═════ PAGE EXCERPT

14 Prime Facts About Amazon
By Jake Rossen
With hundreds of millions of regular customers and more than 100 million Amazon Prime subscribers buying everything from books to socks to uranium ore, Amazon.com has achieved founder Jeff Bezos’ goal of becoming "the everything store." Take a look at some lesser-known facts about the company that has unprecedented access to your wallet.
1. Jeff Bezos wanted to call the Amazon business MakeItSo.com.
An avowed Star Trek fan since childhood, Bezos thought MakeItSo.com would be a fitting name for an online storefront he believed could deliver anything to anyone. That idea fell by the wayside for Amazon.com, named after the world’s largest river. (And because lists for web links were originally alphabetized.)
2. There's a giant cave bear in the Amazon corporate lobby.
When Amazon began experimenting with an eBay-esque auction platform, Bezos himself completed a major transaction: he purchased a complete Ice Age cave bear skeleton for $40,000. The towering specimen now stands in the lobby of the company’s corporate offices in Seattle. (The cave bear is known for having a penis bone that was frequently fractured during fights. It is not part of the display.)
3. Amazon once cleaned out a Toys "R" Us to have holiday inventory.
Selling toys—particularly during the chaotic holiday season—can be a trying experience for retailers. Unlike many consumer goods, toys are frequently allocated by their distributors. In order to have enough stock to satisfy the 1999 Pokémon craze, Amazon employees gobbled up every last Pikachu from the Toys "R" Us website, took advantage of the free shipping, then re-sold the items to their own customers. (Toys "R" Us, which was just getting into e-commerce, had no system in place to identify mass-scale purchasing.)
4. Amazon robots have invaded California.
In a sign of how we'll be receiving packages in the not-too-distant future, Amazon recently unleashed a fleet of robots in Irvine, California. The robot is named Scout and is designed to take packages from a distribution hub up to a mile away and right to a customer's door. The robots are being escorted by humans—for now.
5. Amazon's fastest delivery may have been 23 minutes.
When same-day Prime service was instituted in Manhattan, the company claims one customer got their item in a record 23 minutes. (It was an Easy-Bake Oven.)
6. Those positive Amazon reviews may not be sincere.

══════════

# TASK SET
a - In the Amazon article, what name did Jeff Bezos first want to give the business?
b - Write the next part of the Amazon article, picking up right after its last line.

═════ DATA FOR REVIEW

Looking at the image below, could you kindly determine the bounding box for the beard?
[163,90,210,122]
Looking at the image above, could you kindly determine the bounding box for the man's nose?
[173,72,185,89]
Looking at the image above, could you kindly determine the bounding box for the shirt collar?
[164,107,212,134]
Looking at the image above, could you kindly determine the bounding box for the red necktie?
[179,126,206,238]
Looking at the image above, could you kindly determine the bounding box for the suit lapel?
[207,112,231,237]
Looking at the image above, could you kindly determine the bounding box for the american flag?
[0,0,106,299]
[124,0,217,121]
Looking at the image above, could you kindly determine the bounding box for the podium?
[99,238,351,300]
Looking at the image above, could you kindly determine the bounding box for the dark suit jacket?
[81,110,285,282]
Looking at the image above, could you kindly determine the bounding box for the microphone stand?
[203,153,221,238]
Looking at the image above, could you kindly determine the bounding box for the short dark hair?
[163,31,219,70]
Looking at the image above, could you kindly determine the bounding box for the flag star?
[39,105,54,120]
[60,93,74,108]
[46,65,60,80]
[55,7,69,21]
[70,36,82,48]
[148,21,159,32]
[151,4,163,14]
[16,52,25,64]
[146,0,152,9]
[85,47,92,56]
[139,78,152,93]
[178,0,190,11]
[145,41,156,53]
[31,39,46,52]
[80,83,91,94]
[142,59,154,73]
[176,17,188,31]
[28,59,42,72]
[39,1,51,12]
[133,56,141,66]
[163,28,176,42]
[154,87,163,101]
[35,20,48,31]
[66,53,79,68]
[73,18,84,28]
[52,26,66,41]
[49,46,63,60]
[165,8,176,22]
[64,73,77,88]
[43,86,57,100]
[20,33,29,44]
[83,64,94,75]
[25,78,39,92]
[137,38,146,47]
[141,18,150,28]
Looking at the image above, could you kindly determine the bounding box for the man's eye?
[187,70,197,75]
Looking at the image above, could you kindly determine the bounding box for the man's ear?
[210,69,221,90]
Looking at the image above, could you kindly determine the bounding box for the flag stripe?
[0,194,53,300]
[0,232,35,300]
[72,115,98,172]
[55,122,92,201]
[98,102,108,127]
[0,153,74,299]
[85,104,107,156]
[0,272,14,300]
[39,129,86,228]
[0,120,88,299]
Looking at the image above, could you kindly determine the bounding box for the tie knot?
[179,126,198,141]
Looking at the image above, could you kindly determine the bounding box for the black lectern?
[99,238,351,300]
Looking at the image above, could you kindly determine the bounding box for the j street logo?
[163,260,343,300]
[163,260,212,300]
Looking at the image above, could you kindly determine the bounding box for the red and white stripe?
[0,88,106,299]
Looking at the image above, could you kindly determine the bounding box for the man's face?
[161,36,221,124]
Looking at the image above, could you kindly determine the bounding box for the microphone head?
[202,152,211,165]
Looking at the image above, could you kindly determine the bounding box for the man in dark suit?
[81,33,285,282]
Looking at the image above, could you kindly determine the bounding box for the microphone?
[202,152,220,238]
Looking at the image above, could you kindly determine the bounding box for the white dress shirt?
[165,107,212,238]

══════════
═════ DATA FOR REVIEW

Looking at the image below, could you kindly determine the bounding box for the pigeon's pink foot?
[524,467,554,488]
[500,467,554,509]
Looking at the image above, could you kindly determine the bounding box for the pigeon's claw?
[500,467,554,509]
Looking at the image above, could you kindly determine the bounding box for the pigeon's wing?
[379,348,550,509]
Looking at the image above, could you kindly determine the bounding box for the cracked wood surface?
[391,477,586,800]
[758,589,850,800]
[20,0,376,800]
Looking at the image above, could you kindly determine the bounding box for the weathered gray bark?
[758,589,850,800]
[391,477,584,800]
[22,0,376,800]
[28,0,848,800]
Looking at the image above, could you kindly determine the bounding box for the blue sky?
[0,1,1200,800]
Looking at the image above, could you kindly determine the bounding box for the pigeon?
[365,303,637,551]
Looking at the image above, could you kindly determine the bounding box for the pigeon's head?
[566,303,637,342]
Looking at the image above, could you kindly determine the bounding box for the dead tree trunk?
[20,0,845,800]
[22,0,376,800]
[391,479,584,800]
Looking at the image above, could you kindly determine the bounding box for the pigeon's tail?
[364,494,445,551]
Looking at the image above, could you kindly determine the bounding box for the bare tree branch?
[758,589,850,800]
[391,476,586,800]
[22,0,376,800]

══════════
═════ DATA FOR REVIEW

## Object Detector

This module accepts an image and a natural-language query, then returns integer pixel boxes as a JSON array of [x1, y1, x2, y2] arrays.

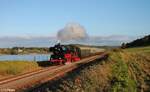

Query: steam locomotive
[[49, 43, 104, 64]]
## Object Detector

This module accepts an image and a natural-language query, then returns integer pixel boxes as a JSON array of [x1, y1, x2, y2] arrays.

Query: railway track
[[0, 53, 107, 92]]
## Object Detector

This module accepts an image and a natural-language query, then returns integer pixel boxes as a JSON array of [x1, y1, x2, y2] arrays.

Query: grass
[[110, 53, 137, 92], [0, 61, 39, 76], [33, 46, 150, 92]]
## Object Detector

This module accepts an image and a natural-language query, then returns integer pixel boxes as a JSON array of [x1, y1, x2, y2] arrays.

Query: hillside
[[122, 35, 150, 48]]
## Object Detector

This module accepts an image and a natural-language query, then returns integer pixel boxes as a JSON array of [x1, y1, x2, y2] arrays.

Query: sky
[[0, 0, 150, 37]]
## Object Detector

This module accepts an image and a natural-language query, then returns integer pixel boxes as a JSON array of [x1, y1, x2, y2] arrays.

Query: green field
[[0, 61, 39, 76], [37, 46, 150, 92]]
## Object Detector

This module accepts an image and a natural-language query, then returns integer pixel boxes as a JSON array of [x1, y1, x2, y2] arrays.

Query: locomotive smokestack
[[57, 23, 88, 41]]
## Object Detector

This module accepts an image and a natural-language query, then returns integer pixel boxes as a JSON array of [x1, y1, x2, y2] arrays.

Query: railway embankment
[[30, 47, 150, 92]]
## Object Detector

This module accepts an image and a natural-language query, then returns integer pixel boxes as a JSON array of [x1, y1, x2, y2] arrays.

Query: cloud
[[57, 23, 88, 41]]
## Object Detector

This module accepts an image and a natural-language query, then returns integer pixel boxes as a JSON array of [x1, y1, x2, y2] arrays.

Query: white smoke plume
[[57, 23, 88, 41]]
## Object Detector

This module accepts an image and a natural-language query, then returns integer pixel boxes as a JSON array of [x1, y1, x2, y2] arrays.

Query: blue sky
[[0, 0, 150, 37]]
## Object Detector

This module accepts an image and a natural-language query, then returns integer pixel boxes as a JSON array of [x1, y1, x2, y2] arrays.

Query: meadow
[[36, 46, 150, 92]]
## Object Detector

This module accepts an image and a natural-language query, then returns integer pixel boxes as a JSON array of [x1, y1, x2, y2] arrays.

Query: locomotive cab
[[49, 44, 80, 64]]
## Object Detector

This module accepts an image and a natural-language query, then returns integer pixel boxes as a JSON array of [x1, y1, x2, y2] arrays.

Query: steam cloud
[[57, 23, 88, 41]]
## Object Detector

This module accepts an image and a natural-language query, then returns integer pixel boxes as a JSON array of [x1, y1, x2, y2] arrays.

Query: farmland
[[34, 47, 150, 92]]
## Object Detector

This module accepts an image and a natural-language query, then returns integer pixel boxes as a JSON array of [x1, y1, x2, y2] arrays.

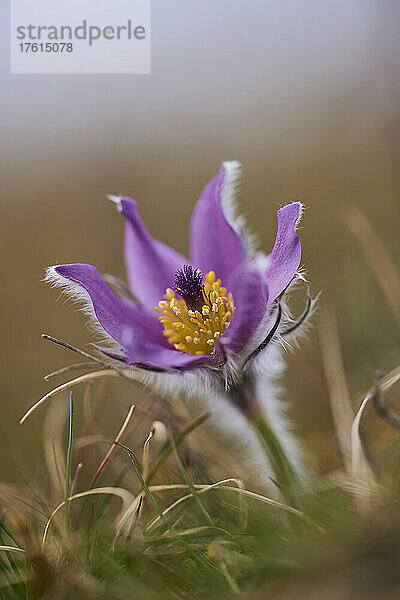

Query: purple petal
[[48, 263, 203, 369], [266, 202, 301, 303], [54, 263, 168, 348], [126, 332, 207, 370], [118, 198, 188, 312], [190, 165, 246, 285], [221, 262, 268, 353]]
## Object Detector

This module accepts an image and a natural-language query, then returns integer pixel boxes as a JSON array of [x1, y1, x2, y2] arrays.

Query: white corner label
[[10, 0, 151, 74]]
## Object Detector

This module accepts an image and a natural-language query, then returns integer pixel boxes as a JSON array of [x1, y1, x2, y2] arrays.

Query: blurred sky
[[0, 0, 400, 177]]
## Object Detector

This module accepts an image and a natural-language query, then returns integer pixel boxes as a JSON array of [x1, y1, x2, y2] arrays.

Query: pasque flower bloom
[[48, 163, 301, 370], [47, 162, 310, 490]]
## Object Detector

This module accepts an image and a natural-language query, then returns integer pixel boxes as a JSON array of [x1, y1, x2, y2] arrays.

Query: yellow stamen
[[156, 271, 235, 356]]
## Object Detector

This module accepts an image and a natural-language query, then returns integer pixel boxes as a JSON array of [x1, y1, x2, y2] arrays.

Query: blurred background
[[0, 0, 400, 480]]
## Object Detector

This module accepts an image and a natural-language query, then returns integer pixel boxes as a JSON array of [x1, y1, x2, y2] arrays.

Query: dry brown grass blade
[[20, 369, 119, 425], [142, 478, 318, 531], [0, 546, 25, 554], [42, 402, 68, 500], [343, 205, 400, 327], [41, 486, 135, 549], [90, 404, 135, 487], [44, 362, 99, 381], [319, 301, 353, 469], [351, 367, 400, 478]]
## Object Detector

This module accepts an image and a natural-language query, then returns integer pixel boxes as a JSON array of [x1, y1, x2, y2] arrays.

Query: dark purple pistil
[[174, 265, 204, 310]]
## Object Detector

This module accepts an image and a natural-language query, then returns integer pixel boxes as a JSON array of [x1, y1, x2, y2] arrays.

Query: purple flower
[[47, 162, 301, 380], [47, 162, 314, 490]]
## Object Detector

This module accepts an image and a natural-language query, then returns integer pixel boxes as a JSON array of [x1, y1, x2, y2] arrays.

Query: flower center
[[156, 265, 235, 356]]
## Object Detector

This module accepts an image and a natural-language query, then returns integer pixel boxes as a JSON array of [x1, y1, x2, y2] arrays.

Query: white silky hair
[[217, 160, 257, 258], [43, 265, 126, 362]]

══════════

# RESPONSES BY TASK
a - MakeItSo.com

b -
Positive reviews are the currency of books on Amazon; a cluster of praise can often be a deciding factor in whether or not a customer decides to click "Add to Cart." In 2012, an Oklahoma business came under fire for offering four and five-star reviews in exchange for fees—up to $999 for 50 glowing endorsements. Similar services were sued by Amazon on the grounds the company has policies against manipulating reviews.
7. Amazon doesn't sell iPhones.
You’ll find MacBooks, Apple TV, and other Apple products on Amazon, but there’s a very poor chance you’ll see a new iPhone offered. That’s because the companies don’t appear to see eye-to-eye in business matters, and possibly because Amazon’s Kindle offerings are competing for tablet market share with Apple’s iPad line. (Used phones are available via third-party sellers.)
8. Amazon will pay employees to quit.
In 2014, Amazon launched a "Pay to Quit" program aimed at reducing the number of unmotivated warehouse employees at its fulfillment centers. If a worker hands in a resignation, they’ll receive $2000 to $5000 depending on how long they've worked there. (Workers need to have been employed for at least a year.) The catch? If you take the money, you'll never work for the company again. Less than 10 percent of the first wave of staffers offered the deal took them up on it.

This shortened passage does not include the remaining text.